**WHAT IS NEEDED:** Starting with the first line of the material and going on through the line with "206, 259, 220, 269", write out every line again, requests included, and raise each bounding-box coordinate in the answers by 63.

**MATERIALS PROVIDED:**
******************************

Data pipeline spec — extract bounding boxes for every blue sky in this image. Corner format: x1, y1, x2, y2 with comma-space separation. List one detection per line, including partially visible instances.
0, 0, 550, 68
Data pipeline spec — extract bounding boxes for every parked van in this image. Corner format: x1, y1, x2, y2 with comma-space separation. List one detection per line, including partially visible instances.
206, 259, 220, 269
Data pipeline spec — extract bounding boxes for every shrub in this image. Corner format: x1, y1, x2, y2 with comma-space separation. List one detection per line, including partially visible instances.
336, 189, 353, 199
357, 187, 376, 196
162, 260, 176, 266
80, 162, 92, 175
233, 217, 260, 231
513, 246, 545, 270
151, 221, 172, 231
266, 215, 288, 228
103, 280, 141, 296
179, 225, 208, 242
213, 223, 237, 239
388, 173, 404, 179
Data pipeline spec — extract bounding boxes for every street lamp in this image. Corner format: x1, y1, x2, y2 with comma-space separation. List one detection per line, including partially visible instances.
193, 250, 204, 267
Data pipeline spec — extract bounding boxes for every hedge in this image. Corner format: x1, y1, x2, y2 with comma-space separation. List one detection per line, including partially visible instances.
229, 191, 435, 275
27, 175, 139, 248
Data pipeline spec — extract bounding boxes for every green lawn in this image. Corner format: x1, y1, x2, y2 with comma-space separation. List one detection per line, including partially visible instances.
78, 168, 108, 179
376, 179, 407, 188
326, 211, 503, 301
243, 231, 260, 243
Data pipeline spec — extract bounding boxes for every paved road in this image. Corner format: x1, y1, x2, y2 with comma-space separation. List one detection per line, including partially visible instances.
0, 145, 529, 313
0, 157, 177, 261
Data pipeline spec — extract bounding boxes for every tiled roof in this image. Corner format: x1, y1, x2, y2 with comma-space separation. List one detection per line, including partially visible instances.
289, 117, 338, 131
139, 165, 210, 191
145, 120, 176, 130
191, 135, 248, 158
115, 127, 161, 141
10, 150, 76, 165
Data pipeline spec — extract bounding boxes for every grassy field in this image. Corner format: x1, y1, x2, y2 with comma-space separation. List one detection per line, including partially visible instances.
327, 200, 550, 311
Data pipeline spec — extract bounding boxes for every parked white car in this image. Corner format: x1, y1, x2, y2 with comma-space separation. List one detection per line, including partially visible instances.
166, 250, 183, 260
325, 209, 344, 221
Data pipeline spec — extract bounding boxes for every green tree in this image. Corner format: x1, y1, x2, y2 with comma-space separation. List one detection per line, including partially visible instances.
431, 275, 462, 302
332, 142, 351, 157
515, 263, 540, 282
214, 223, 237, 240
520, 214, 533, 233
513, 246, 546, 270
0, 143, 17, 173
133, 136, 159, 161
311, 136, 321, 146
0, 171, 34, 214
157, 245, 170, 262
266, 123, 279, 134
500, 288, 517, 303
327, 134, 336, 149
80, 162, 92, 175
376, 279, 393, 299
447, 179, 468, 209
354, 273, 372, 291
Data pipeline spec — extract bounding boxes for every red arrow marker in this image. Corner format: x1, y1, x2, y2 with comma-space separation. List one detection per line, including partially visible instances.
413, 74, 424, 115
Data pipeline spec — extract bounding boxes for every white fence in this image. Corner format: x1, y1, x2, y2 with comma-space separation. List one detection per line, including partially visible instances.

******************************

**FINAL RESULT:**
Data pipeline spec — extract bounding boxes for every blue sky in this image. Corner format: x1, y1, x2, y2 with comma-space separation. List one detection per line, including partially visible instances.
63, 63, 613, 131
Data pipeline spec — extract bounding boxes for every parked van in this image. Corner format: x1, y1, x2, y2 with comma-space separation. List one detection per line, including partially visible instances.
269, 322, 283, 332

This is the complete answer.